* TEXT PASSAGE *
How would you prove that constant is a subset of logarithmic?

[aaa59]

O(1) is constant
O(log n to the base 2) is logarithmic
O(n) linear

how would you prove that constant is a subset of logartihmic?

 

[Werg22]

O(1) = O(log_2 1) = O(0)

 

[aaa59]

I should have been clearer.

given "Big-Oh" sets
O(1): constant
O(log2(n)): logarithmic
O(n): linear
O(nlog2(n)): n log n
O(n^2): quadratic
O(n^3): cubic
O(n^m), m>1: polynomial of order m
O(c^n), c>1: exponential
O(n!): factorial

Prove
Constant is a subset of logarithmic
logarithmic is a subset of linear
n log n is a subset of polynomial
exponential is a subset of factorial

Thank you

 

[gunch]

I should have been clearer.

* INFORMATION SHOWN *
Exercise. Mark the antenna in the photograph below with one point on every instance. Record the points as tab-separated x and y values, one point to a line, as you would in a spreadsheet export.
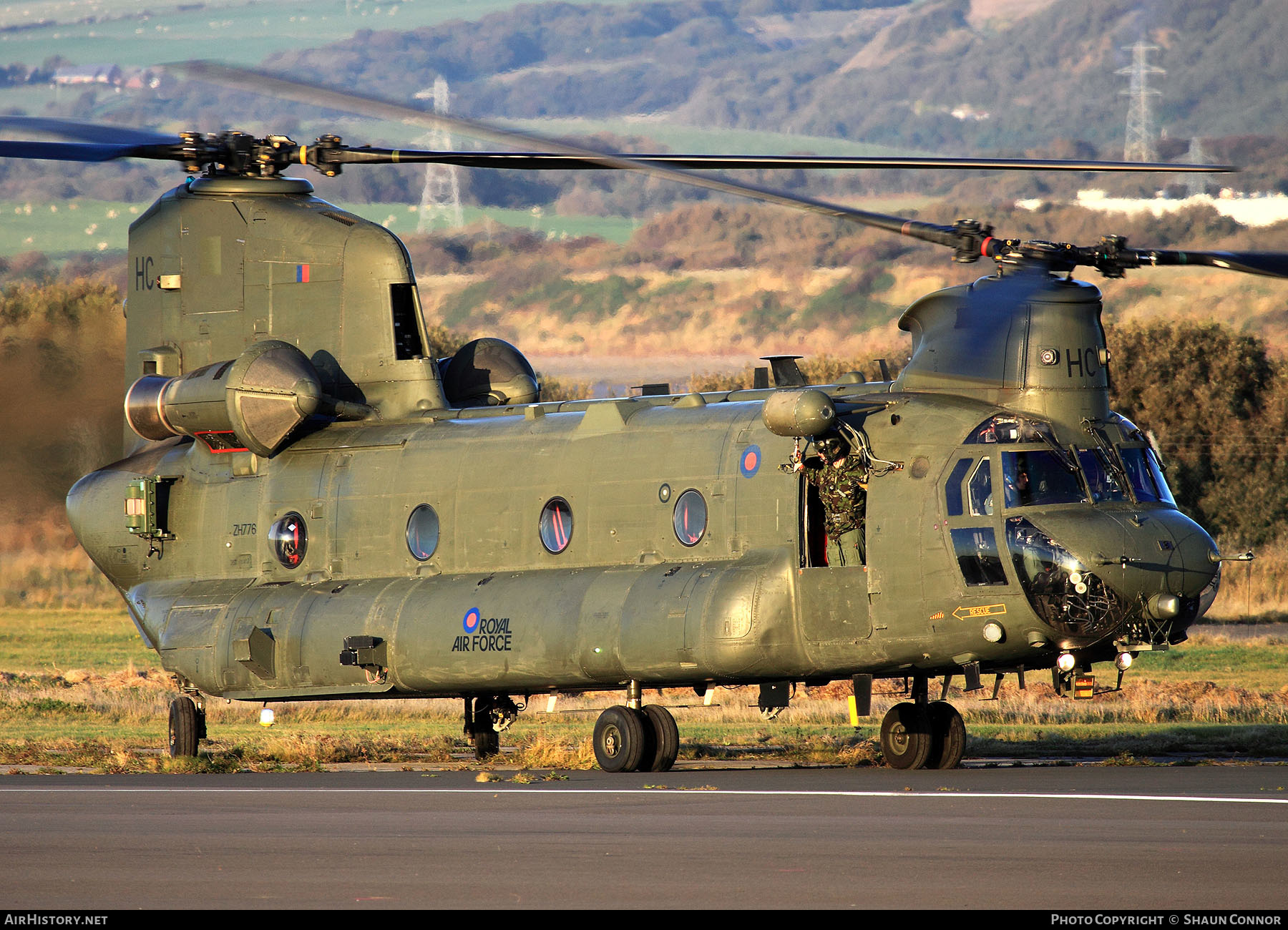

* TASKS TO CARRY OUT *
**A.** In the Big-Oh thread, what name is given to the set O(c^n) with c>1?
**B.** Repeat the Big-Oh thread from "O(1) is constant" to "O(log_2 1) = O(0)".
**C.** Pick up the Big-Oh thread after its last sentence and continue it.

* EXERCISE RESPONSES *
**A.** Exponential.

**B.**
O(1) is constant
O(log n to the base 2) is logarithmic
O(n) linear

how would you prove that constant is a subset of logartihmic?

 

[Werg22]

O(1) = O(log_2 1) = O(0)

**C.**
given "Big-Oh" sets
O(1): constant
O(log2(n)): logarithmic
O(n): linear
O(nlog2(n)): n log n
O(n^2): quadratic
O(n^3): cubic
O(n^m), m>1: polynomial of order m
O(c^n), c>1: exponential
O(n!): factorial

Prove
Constant is a subset of logarithmic
logarithmic is a subset of linear
n log n is a subset of polynomial
exponential is a subset of factorial

Thank you

Most follow fairly easily from the definition of Big-Oh. For instance let f be an arbitrary function in O(1). We now wish to show that f is in O(\log_n(n)). Because of the definition of O(1) there exist some x_0 and M such that f(x) \leq M for all x > x_0. Now let x_1 = \max(x_0,n) then f(x) \leq M \leq M\log_n(x) for all x > x_1 so f(x) = O(\log_n(n)). Here we took advantage of the fact that the logarithm is increasing and \log_n(x) \geq 1 when x \geq n.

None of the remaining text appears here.